──────── Extracted material
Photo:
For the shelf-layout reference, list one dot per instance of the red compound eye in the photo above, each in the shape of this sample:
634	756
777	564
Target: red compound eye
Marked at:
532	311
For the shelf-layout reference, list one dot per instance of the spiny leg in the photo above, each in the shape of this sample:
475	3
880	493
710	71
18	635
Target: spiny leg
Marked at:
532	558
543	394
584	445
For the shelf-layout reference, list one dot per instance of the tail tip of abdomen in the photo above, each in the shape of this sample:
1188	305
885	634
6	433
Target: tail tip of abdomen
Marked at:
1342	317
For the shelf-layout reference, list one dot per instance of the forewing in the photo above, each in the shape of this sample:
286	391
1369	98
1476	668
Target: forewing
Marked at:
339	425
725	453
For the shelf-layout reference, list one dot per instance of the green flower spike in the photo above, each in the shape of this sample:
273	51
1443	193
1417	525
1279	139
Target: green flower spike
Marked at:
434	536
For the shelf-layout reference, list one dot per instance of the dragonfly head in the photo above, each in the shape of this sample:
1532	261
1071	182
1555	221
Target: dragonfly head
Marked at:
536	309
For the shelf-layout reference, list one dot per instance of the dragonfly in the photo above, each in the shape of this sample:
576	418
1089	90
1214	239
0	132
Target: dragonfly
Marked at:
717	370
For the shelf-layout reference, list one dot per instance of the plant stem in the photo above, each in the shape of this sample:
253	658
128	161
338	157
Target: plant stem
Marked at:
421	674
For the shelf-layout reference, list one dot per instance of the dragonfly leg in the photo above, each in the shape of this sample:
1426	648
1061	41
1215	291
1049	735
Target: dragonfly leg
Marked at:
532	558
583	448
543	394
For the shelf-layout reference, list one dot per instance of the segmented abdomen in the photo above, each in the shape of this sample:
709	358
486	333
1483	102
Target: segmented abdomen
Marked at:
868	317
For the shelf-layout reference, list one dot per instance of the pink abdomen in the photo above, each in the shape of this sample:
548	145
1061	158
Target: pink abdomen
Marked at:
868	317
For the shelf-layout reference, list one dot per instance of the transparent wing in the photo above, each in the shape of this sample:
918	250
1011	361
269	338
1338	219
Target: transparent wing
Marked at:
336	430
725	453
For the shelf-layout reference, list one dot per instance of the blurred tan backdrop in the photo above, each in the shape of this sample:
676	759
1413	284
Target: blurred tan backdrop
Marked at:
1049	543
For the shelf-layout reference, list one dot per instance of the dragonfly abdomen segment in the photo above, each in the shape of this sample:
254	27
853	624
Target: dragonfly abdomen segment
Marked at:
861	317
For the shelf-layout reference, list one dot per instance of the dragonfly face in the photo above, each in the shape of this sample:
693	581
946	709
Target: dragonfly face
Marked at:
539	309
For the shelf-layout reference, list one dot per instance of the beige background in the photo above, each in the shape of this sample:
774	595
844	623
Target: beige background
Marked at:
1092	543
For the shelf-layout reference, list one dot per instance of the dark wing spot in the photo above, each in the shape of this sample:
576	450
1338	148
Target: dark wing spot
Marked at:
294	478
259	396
────────────────
Task requirements: Using the listing above, retype each line exactly.

Full solution:
Photo:
For the shelf-layout reference, list one dot per instance of the red compound eye in the photo above, each in the shape of this sample:
634	756
777	564
Target: red compound eye
Marked at:
532	311
For the shelf-layout reference, list one dot per instance of the spiny leg in the photo above, each in the shape of this sample:
475	3
880	493
710	71
18	635
Target: spiny leg
Marked at:
532	558
543	394
584	445
For the shelf-layout reference, list one dot per instance of the tail tip of abdomen in the photo above, each in the shape of this sample:
1188	305
885	634
6	433
Target: tail tip of abdomen
Marked at:
1342	317
For the shelf-layout reference, list one dot per instance of the forewing in the photo above, each in the shape of this sample:
286	391
1369	98
1476	668
Target: forewing
Marked at:
339	425
725	453
For the shelf-layout reference, list one dot per instance of the green flower spike in the photo above, each in the shape of this sample:
273	51
1443	193
1417	525
1279	139
Target: green flower spike
Marked at:
434	536
For the shelf-layout reference, list one dot per instance of the dragonfly head in the photo above, each in the shape of this sample:
1532	261
1071	182
1555	221
Target: dragonfly head
Marked at:
536	309
For the shelf-layout reference, list one dot per instance of the dragonfly in the photo above, each in the shape of this sample:
576	418
1089	90
1214	239
0	132
Target: dragonfly
Marked at:
717	370
For the shelf-layout reference, list one dot per instance of the plant stem in the photo above, each in the shape of this sample:
253	658
128	161
338	157
Target: plant stem
Marked at:
421	674
For the shelf-layout reference, list one dot per instance of the dragonfly leg in the photo above, each in the shape of this sample:
1426	648
1061	41
1215	291
1049	735
Target: dragonfly leg
Marked at:
532	558
583	448
543	394
For the shelf-layout reference, list one dot per instance of the segmented abdomen in the photo above, each in the shape of this sample:
709	358
486	333
1483	102
Target: segmented abdomen
Marked at:
868	317
For the shelf-layout reference, list one dot per instance of the pink abdomen in the photo above, each in the shape of this sample:
548	145
1061	158
Target: pink abdomen
Marked at:
868	317
For the shelf-layout reference, list one dot per instance of the transparent wing in the photo above, each in the shape of this sample:
918	250
1011	361
269	338
1338	219
Target: transparent wing
Marked at:
336	430
725	453
For the shelf-layout reference, list one dot per instance of the blurred tan backdrop in the photo above, each in the shape of this sample:
676	759
1413	284
Target: blurred tan backdrop
Marked at:
1049	543
For the shelf-layout reference, list one dot per instance of the dragonfly abdomen segment in the photo above, each in the shape of this sample:
254	27
853	624
Target: dragonfly abdomen segment
Marked at:
861	317
For the shelf-layout reference, list one dot per instance of the dragonfly face in the photo above, each in the shape of this sample:
693	581
946	709
Target: dragonfly face
Marked at:
539	309
For the shelf-layout reference, list one dot per instance of the beige background in the photo above, each in the shape of this sample:
774	595
844	623
Target: beige background
Marked at:
1092	543
For the shelf-layout reference, list one dot per instance of the dark wing spot in the photo above, each in the shape of this sample:
576	450
1338	148
Target: dark wing spot
Marked at:
294	478
259	396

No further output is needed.